■ **Stored records**:
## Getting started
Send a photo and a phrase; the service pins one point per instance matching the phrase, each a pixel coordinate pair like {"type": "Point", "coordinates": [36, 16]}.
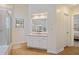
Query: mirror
{"type": "Point", "coordinates": [39, 22]}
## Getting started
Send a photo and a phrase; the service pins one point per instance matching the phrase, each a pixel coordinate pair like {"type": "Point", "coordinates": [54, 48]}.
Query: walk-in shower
{"type": "Point", "coordinates": [5, 30]}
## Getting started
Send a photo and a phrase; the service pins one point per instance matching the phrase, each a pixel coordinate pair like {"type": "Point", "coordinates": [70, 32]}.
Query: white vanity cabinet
{"type": "Point", "coordinates": [39, 42]}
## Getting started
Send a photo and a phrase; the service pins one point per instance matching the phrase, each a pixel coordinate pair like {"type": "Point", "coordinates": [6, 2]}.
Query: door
{"type": "Point", "coordinates": [67, 29]}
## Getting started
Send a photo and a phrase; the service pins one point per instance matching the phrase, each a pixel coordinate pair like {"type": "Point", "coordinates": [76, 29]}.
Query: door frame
{"type": "Point", "coordinates": [72, 20]}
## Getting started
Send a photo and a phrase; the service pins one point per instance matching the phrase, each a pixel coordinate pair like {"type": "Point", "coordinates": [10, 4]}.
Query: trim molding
{"type": "Point", "coordinates": [56, 52]}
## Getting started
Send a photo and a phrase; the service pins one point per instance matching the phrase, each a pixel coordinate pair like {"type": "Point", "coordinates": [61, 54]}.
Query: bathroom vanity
{"type": "Point", "coordinates": [37, 41]}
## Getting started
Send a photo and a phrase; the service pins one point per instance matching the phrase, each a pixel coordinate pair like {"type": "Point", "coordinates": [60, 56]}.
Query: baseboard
{"type": "Point", "coordinates": [55, 52]}
{"type": "Point", "coordinates": [8, 50]}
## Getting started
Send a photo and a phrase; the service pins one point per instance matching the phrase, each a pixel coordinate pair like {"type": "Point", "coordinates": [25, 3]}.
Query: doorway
{"type": "Point", "coordinates": [76, 29]}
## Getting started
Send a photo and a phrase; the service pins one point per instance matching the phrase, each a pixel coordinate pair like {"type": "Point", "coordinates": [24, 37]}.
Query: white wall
{"type": "Point", "coordinates": [20, 11]}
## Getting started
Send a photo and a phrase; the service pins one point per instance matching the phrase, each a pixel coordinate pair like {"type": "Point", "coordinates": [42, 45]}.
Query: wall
{"type": "Point", "coordinates": [20, 11]}
{"type": "Point", "coordinates": [55, 40]}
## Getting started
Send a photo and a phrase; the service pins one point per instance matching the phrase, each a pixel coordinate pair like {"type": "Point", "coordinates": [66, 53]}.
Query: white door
{"type": "Point", "coordinates": [4, 27]}
{"type": "Point", "coordinates": [67, 28]}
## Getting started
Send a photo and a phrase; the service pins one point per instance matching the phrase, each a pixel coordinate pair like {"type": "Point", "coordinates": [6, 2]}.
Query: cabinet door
{"type": "Point", "coordinates": [43, 42]}
{"type": "Point", "coordinates": [35, 42]}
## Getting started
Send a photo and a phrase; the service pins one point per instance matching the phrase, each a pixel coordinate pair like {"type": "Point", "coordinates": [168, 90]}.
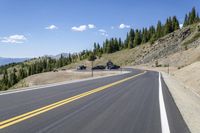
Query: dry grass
{"type": "Point", "coordinates": [60, 76]}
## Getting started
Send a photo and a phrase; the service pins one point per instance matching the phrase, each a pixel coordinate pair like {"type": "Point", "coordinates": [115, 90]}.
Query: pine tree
{"type": "Point", "coordinates": [186, 21]}
{"type": "Point", "coordinates": [159, 30]}
{"type": "Point", "coordinates": [175, 24]}
{"type": "Point", "coordinates": [5, 77]}
{"type": "Point", "coordinates": [137, 39]}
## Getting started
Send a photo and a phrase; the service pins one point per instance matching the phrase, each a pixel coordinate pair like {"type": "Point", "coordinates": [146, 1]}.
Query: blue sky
{"type": "Point", "coordinates": [32, 28]}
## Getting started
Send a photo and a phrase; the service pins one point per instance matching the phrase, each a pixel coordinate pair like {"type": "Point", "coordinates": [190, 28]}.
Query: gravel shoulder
{"type": "Point", "coordinates": [60, 76]}
{"type": "Point", "coordinates": [185, 94]}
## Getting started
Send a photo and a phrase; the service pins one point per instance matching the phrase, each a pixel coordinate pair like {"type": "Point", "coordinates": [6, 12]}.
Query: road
{"type": "Point", "coordinates": [136, 102]}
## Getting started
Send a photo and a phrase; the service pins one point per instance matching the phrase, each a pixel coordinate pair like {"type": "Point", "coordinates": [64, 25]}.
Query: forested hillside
{"type": "Point", "coordinates": [13, 73]}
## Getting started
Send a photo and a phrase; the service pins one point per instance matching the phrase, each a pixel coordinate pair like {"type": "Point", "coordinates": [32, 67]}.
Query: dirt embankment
{"type": "Point", "coordinates": [60, 76]}
{"type": "Point", "coordinates": [184, 85]}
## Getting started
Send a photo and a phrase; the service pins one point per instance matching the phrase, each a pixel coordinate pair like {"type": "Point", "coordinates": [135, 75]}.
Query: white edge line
{"type": "Point", "coordinates": [55, 84]}
{"type": "Point", "coordinates": [163, 114]}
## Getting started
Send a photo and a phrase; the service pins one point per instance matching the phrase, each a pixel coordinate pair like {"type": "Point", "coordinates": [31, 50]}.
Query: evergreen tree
{"type": "Point", "coordinates": [175, 24]}
{"type": "Point", "coordinates": [137, 39]}
{"type": "Point", "coordinates": [186, 21]}
{"type": "Point", "coordinates": [159, 30]}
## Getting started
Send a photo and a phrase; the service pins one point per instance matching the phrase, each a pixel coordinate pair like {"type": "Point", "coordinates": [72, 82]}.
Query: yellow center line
{"type": "Point", "coordinates": [17, 119]}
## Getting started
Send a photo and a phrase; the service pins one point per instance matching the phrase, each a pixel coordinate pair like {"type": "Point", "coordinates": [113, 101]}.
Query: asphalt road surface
{"type": "Point", "coordinates": [137, 102]}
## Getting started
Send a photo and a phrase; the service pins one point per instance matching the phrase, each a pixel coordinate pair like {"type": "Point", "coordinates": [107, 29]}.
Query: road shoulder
{"type": "Point", "coordinates": [187, 102]}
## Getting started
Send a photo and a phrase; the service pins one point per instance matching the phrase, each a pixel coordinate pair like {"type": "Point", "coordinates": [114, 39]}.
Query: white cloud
{"type": "Point", "coordinates": [104, 34]}
{"type": "Point", "coordinates": [91, 26]}
{"type": "Point", "coordinates": [51, 27]}
{"type": "Point", "coordinates": [80, 28]}
{"type": "Point", "coordinates": [181, 25]}
{"type": "Point", "coordinates": [14, 39]}
{"type": "Point", "coordinates": [102, 30]}
{"type": "Point", "coordinates": [123, 26]}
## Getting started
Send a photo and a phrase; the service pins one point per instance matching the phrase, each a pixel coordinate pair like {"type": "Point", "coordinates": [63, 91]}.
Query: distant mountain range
{"type": "Point", "coordinates": [4, 61]}
{"type": "Point", "coordinates": [58, 55]}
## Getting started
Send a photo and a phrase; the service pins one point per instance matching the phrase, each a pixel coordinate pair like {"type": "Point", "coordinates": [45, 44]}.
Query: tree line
{"type": "Point", "coordinates": [14, 72]}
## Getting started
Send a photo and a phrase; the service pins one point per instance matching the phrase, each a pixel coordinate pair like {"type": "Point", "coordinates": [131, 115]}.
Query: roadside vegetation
{"type": "Point", "coordinates": [13, 73]}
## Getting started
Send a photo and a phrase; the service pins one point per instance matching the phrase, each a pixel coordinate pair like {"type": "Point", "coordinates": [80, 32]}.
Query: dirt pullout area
{"type": "Point", "coordinates": [60, 76]}
{"type": "Point", "coordinates": [184, 85]}
{"type": "Point", "coordinates": [190, 76]}
{"type": "Point", "coordinates": [187, 102]}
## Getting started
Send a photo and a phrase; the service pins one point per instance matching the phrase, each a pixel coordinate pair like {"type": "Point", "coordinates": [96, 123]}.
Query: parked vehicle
{"type": "Point", "coordinates": [114, 67]}
{"type": "Point", "coordinates": [110, 65]}
{"type": "Point", "coordinates": [81, 67]}
{"type": "Point", "coordinates": [100, 67]}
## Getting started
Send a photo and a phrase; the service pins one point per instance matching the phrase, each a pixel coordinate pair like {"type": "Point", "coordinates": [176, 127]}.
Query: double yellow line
{"type": "Point", "coordinates": [17, 119]}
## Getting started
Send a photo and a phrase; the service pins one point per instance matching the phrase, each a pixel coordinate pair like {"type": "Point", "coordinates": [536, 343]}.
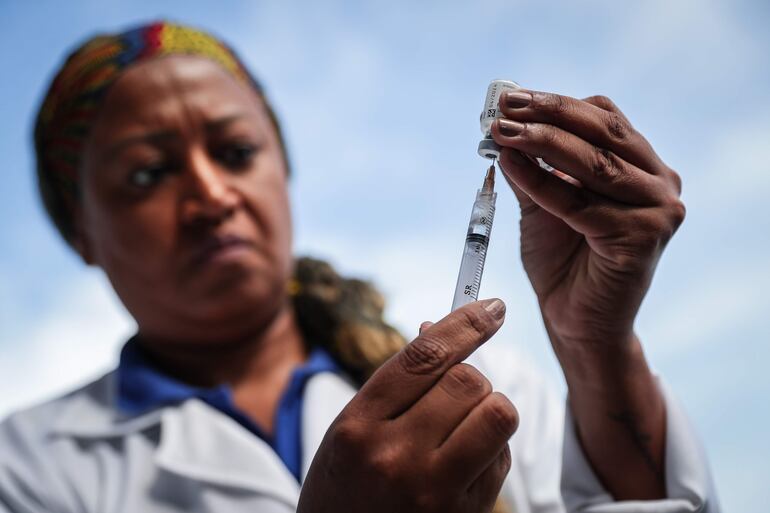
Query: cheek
{"type": "Point", "coordinates": [132, 241]}
{"type": "Point", "coordinates": [267, 204]}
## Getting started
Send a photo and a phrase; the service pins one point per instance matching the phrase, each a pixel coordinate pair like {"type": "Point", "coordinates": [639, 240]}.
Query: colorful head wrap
{"type": "Point", "coordinates": [75, 95]}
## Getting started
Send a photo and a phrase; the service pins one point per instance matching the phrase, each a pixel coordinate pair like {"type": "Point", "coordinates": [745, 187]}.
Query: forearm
{"type": "Point", "coordinates": [619, 414]}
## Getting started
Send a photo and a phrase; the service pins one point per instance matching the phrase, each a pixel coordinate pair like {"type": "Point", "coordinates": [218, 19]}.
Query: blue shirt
{"type": "Point", "coordinates": [142, 387]}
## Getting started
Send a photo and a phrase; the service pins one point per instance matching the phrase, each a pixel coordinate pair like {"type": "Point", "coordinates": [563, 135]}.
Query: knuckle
{"type": "Point", "coordinates": [386, 463]}
{"type": "Point", "coordinates": [677, 181]}
{"type": "Point", "coordinates": [677, 212]}
{"type": "Point", "coordinates": [617, 126]}
{"type": "Point", "coordinates": [602, 101]}
{"type": "Point", "coordinates": [506, 460]}
{"type": "Point", "coordinates": [552, 104]}
{"type": "Point", "coordinates": [481, 324]}
{"type": "Point", "coordinates": [605, 166]}
{"type": "Point", "coordinates": [465, 380]}
{"type": "Point", "coordinates": [547, 134]}
{"type": "Point", "coordinates": [349, 435]}
{"type": "Point", "coordinates": [426, 355]}
{"type": "Point", "coordinates": [428, 501]}
{"type": "Point", "coordinates": [502, 415]}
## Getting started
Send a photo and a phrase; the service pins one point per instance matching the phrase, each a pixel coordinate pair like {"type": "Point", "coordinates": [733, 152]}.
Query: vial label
{"type": "Point", "coordinates": [490, 112]}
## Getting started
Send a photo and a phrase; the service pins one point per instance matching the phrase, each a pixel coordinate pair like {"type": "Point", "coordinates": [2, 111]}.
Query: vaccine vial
{"type": "Point", "coordinates": [488, 148]}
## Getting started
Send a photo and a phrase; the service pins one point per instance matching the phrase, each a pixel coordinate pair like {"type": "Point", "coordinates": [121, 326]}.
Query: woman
{"type": "Point", "coordinates": [160, 161]}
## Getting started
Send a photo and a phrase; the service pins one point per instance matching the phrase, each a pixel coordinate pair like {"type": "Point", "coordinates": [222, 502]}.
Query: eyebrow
{"type": "Point", "coordinates": [160, 136]}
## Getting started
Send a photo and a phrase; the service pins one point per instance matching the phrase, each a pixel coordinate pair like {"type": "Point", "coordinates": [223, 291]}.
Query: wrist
{"type": "Point", "coordinates": [603, 365]}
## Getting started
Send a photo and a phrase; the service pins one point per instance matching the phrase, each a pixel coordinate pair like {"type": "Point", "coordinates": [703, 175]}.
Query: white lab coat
{"type": "Point", "coordinates": [78, 454]}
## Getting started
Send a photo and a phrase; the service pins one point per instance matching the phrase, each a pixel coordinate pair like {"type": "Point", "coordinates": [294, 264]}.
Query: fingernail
{"type": "Point", "coordinates": [517, 99]}
{"type": "Point", "coordinates": [496, 308]}
{"type": "Point", "coordinates": [510, 128]}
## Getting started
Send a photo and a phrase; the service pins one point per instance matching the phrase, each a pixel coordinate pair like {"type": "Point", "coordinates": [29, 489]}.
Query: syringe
{"type": "Point", "coordinates": [476, 242]}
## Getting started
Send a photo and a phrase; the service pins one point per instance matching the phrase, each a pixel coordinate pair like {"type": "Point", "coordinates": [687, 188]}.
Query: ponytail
{"type": "Point", "coordinates": [344, 316]}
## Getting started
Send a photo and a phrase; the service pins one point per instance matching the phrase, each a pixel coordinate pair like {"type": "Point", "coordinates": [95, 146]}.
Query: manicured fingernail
{"type": "Point", "coordinates": [510, 128]}
{"type": "Point", "coordinates": [496, 308]}
{"type": "Point", "coordinates": [517, 99]}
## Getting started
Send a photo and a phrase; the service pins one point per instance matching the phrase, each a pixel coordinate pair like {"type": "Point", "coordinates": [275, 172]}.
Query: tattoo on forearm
{"type": "Point", "coordinates": [640, 438]}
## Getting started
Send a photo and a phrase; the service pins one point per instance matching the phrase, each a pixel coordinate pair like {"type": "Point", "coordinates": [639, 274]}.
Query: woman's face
{"type": "Point", "coordinates": [184, 201]}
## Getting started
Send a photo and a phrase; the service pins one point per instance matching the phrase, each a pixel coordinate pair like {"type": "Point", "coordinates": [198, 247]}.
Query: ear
{"type": "Point", "coordinates": [80, 240]}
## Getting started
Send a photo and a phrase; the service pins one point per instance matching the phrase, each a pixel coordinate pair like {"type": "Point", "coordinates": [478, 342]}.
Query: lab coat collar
{"type": "Point", "coordinates": [203, 444]}
{"type": "Point", "coordinates": [196, 441]}
{"type": "Point", "coordinates": [200, 443]}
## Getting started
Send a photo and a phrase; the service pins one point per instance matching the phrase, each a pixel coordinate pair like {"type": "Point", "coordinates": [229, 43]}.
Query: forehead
{"type": "Point", "coordinates": [166, 91]}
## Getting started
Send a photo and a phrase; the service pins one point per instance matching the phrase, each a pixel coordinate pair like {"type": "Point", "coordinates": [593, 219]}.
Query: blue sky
{"type": "Point", "coordinates": [381, 101]}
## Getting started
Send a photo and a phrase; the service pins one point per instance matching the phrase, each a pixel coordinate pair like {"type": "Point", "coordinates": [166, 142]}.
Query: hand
{"type": "Point", "coordinates": [591, 235]}
{"type": "Point", "coordinates": [424, 434]}
{"type": "Point", "coordinates": [592, 232]}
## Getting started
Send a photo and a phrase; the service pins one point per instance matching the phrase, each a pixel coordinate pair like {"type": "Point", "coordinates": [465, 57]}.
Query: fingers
{"type": "Point", "coordinates": [475, 444]}
{"type": "Point", "coordinates": [595, 168]}
{"type": "Point", "coordinates": [405, 378]}
{"type": "Point", "coordinates": [436, 414]}
{"type": "Point", "coordinates": [487, 487]}
{"type": "Point", "coordinates": [561, 199]}
{"type": "Point", "coordinates": [599, 122]}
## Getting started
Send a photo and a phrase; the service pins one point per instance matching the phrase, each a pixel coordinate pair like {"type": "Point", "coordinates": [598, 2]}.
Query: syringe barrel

■ **Aim of the exercise**: Gather each line of the data that contains the word "vial" and copy those lines in full.

■ **Answer for this exercise**:
Query: vial label
Query: vaccine vial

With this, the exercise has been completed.